What you return must match the records below exactly, apart from the omitted pictures.

──────── The input

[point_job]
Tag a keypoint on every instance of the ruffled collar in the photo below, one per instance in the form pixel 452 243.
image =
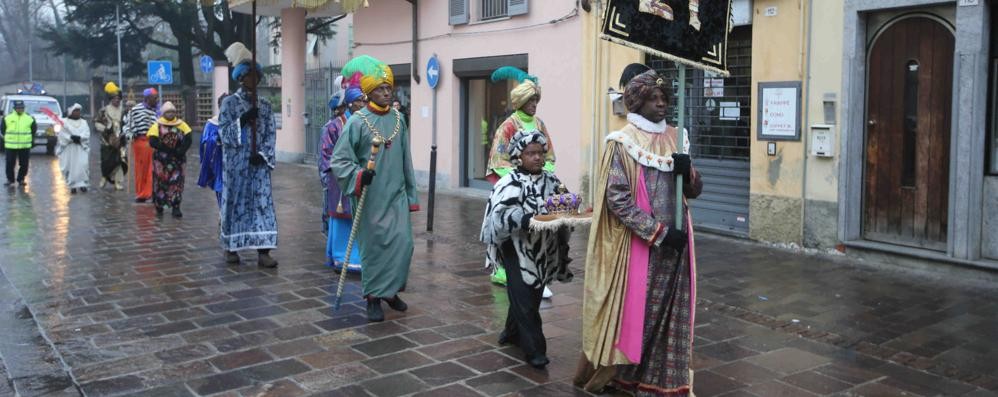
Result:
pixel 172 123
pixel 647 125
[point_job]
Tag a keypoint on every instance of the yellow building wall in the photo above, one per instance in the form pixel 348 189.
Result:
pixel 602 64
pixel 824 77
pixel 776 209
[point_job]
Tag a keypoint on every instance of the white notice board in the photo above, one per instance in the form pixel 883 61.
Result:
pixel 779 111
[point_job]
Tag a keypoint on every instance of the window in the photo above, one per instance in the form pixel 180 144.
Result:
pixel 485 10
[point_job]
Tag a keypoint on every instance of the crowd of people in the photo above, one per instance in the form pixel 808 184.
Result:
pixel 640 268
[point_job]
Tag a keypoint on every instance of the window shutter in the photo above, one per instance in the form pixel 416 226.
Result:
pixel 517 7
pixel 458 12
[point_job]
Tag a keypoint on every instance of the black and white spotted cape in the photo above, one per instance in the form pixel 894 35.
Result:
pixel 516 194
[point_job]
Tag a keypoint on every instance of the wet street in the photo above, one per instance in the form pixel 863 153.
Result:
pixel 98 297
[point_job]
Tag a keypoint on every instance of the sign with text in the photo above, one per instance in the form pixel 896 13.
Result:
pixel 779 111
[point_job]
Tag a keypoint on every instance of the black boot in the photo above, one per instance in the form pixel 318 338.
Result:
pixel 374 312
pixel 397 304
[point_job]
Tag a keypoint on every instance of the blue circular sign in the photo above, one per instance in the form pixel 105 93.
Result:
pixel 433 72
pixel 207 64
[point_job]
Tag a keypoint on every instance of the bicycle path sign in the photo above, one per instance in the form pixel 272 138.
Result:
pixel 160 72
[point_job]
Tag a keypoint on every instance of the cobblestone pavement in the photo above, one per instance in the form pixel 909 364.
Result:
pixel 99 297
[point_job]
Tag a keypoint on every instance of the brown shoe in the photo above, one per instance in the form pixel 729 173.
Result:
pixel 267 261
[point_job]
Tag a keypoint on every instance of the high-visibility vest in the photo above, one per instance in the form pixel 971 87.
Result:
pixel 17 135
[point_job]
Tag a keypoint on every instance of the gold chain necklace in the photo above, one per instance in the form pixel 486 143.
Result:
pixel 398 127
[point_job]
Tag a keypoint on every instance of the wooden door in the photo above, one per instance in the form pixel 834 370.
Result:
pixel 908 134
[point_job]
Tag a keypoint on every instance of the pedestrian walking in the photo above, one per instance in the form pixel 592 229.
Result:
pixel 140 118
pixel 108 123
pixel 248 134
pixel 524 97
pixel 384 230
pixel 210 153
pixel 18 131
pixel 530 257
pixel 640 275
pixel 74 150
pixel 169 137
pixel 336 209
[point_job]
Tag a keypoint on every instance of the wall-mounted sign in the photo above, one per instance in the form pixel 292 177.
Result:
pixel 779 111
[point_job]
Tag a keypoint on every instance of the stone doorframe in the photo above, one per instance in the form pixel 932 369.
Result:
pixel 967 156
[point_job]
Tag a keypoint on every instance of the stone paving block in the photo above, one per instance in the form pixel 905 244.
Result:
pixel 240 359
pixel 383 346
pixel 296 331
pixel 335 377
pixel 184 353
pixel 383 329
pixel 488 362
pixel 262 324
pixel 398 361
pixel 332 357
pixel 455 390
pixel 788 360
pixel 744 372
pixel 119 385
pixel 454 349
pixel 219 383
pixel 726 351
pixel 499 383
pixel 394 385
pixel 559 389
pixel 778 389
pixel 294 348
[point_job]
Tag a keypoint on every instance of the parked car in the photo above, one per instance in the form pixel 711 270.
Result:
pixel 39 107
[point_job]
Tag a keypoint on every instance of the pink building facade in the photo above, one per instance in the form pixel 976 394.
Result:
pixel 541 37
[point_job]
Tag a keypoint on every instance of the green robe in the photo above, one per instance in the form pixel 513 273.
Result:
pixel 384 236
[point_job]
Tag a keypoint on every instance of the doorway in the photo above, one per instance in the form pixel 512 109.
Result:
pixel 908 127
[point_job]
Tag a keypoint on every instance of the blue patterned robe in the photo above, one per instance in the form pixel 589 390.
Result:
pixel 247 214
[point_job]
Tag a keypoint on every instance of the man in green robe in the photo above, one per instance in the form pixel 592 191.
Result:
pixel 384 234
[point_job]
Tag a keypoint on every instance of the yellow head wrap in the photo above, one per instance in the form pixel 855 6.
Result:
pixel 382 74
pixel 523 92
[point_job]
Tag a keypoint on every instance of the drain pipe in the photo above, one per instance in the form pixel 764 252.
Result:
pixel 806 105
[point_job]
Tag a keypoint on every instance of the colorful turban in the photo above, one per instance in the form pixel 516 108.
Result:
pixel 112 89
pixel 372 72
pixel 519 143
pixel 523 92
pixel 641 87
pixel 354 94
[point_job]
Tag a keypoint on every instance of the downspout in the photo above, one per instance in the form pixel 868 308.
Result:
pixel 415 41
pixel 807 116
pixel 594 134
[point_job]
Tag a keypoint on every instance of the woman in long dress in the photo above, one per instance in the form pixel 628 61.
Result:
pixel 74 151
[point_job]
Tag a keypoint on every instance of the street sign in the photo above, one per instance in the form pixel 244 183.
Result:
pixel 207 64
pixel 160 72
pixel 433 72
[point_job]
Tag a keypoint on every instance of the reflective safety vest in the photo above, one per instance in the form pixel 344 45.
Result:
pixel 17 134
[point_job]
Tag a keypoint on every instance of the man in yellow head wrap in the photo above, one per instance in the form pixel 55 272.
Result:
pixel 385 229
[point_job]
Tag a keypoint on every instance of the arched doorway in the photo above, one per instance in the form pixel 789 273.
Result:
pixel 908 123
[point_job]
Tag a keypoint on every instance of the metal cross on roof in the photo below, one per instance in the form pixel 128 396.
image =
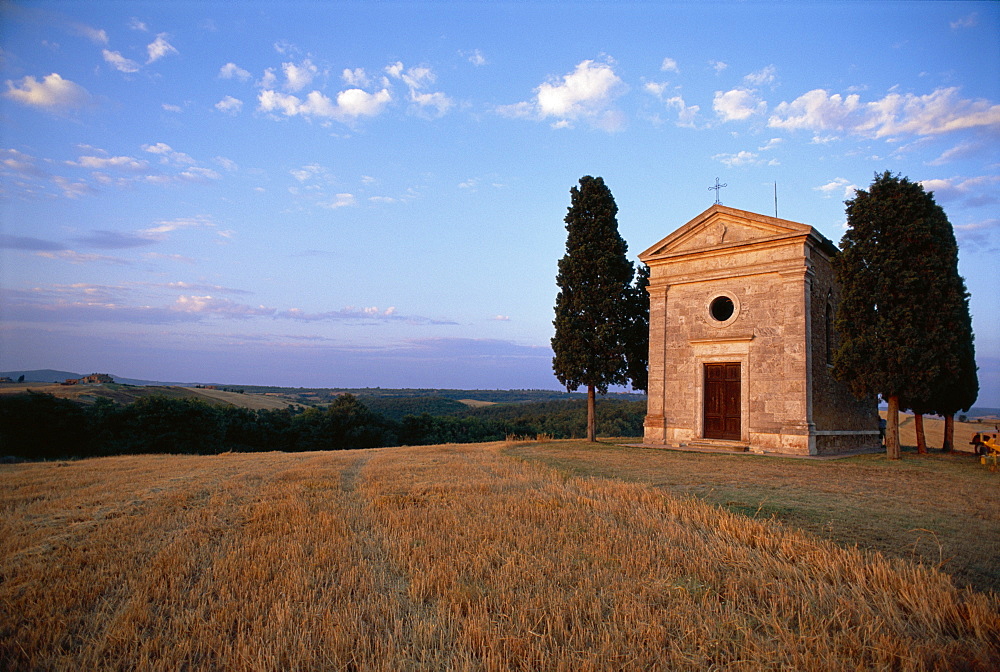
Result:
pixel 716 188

────────────────

Answer below.
[point_job]
Tag a keypoint on every instance of the ruffled collar in the photo below, one per instance in the form pixel 452 243.
image =
Result:
pixel 172 123
pixel 647 125
[point_job]
Tag a keypoint on every instance of the yellow building wall in the photo above, one per instance in the form pixel 348 189.
Result:
pixel 602 64
pixel 824 77
pixel 776 209
[point_job]
Tag a keypoint on every instance of the white notice board in the photo above, one per instance in the form pixel 883 61.
Result:
pixel 779 111
[point_job]
Tag a keypoint on every instance of the window in the photo above, one per instance in the form pixel 180 144.
Result:
pixel 485 10
[point_job]
Tag a keypoint on every instance of the crowd of people in the photo above, one per instance in the form pixel 808 184.
Result:
pixel 640 268
[point_job]
Tag a keypoint on every instance of the window shutter in the photo above, one per instance in the form pixel 416 226.
Result:
pixel 517 7
pixel 458 12
[point_job]
Tag a keypoint on every instance of the black and white spotted cape in the photo above, one per instance in the form pixel 894 35.
Result:
pixel 516 194
[point_job]
Tag a keypoint on every instance of the wet street in the photo above, one per instance in the form pixel 863 153.
Result:
pixel 98 297
[point_job]
Tag a keypoint on every instance of the sign with text in the photo above, one per instance in the form pixel 896 13.
Result:
pixel 779 111
[point_job]
Tag a keypoint on every instance of the black boot in the photo above, one per instance in the form pixel 318 338.
Result:
pixel 374 312
pixel 397 304
[point_job]
Tag a keypoint on every instance of the blue circular sign in the photo above, one per instance in the form pixel 105 93.
Result:
pixel 433 72
pixel 207 64
[point_job]
Tag a keypoint on every instance of the bicycle path sign in the photo above, one per instance in the form pixel 272 138.
Result:
pixel 160 72
[point_job]
Tag a keypoint on every instance of the cobblestone pavement in the photo above, one per instance in the form pixel 909 364.
Result:
pixel 99 297
[point_job]
Tag a keypoint on every instance of the brown shoe in the photo above, one per instance in the form pixel 729 173.
Result:
pixel 267 261
[point_job]
Tag a keypoint on every instance of the high-visibility vest in the photo above, one per instance in the form pixel 971 87.
Result:
pixel 17 135
[point_job]
Tag a keypoint on every instance of the gold chain necklace in the photo above, one per instance in the form pixel 486 143.
Result:
pixel 398 127
[point_job]
Tag a keypoint on every instance of the wooden door in the photo above, one per instance in the form pixel 834 370.
Result:
pixel 908 134
[point_job]
Tag a keypoint on every instance of the pedestrian walking in the photo above, one per instance in the form pixel 592 229.
Result:
pixel 140 118
pixel 108 123
pixel 248 134
pixel 524 97
pixel 384 230
pixel 210 153
pixel 18 131
pixel 530 257
pixel 640 275
pixel 74 150
pixel 169 137
pixel 336 209
[point_job]
Tag a keypoint on every instance of the wall-mounted sign in the photo above, one per instance in the form pixel 292 177.
Result:
pixel 779 111
[point_job]
Tag a keypoint on every instance of the stone doorframe in the photo above, one per instance in the form pixel 932 369.
Result:
pixel 967 156
[point_job]
Tag a keypoint on every instance of the stone paving block in the photo above, one per instance in the form pixel 905 244.
Result:
pixel 240 359
pixel 383 346
pixel 296 331
pixel 335 377
pixel 184 353
pixel 383 329
pixel 488 362
pixel 262 324
pixel 398 361
pixel 332 357
pixel 455 390
pixel 788 360
pixel 744 372
pixel 119 385
pixel 454 349
pixel 219 383
pixel 726 351
pixel 499 383
pixel 394 385
pixel 559 389
pixel 778 389
pixel 294 348
[point_job]
Tag a keypoint on every instance of the parked car in the photo above, one per instance in the form pixel 711 270.
Result:
pixel 39 107
[point_job]
Tag a keypoint on every instance of the pink building facade in the photo above, one per instance in the form pixel 976 394.
Result:
pixel 541 37
[point_job]
Tag a keypoint on every instance of the green robe in the photo above, one per instance in the form pixel 513 273.
Result:
pixel 384 236
[point_job]
Tag a keypoint on every instance of the doorway in the photo above, one per instance in the form pixel 512 109.
Result:
pixel 908 127
[point_job]
Tag a keypoint on every instance of the blue patterned robe in the photo above, one per instance in the form pixel 589 390.
Result:
pixel 247 214
[point_job]
Tag a keypoint on every instance of the man in green robe in the photo above, one per instance in the form pixel 592 191.
Result:
pixel 384 234
[point_job]
Tag a keypoint on every instance of the yellow head wrap in the photo above, one per instance in the form pixel 855 6.
Result:
pixel 382 74
pixel 523 92
[point_job]
Tag a keypoint on every instance of the drain pipe in the photo above, one per instance in the form pixel 764 252.
Result:
pixel 806 105
[point_job]
Tag a keypoint on every instance of the colorful turban in the photo above, one per instance in the form pixel 516 108.
Result:
pixel 112 89
pixel 372 72
pixel 519 143
pixel 523 92
pixel 641 87
pixel 354 94
[point_job]
Tag a keypoint on every instance of the downspout in the photo above, one per instance in the form pixel 868 308.
Result:
pixel 415 41
pixel 807 116
pixel 594 134
[point_job]
Tag a keypoint on every instance of the woman in long dress in the photo above, one per instance in the form pixel 628 61.
Result:
pixel 74 151
[point_job]
Tag a keypoint on every instance of the street sign in the photo above, one per instance in the form pixel 244 183.
Result:
pixel 207 64
pixel 160 72
pixel 433 72
[point_job]
Tag a keypoint on every instance of the reflective safety vest in the photo above, one per instance in the form pixel 344 45.
Result:
pixel 17 134
[point_job]
Tag a keypoint on every instance of the man in yellow head wrap in the photo above, one per instance in the form pixel 55 272.
Result:
pixel 385 229
[point_job]
Tag a keypoint on every instance of the arched doorway in the photo above, one per instance in the form pixel 789 273.
Result:
pixel 908 123
[point_job]
Tag a keypoint on every instance of the metal cross on roof in the photo below, one per instance in the form pixel 128 396.
image =
Result:
pixel 716 188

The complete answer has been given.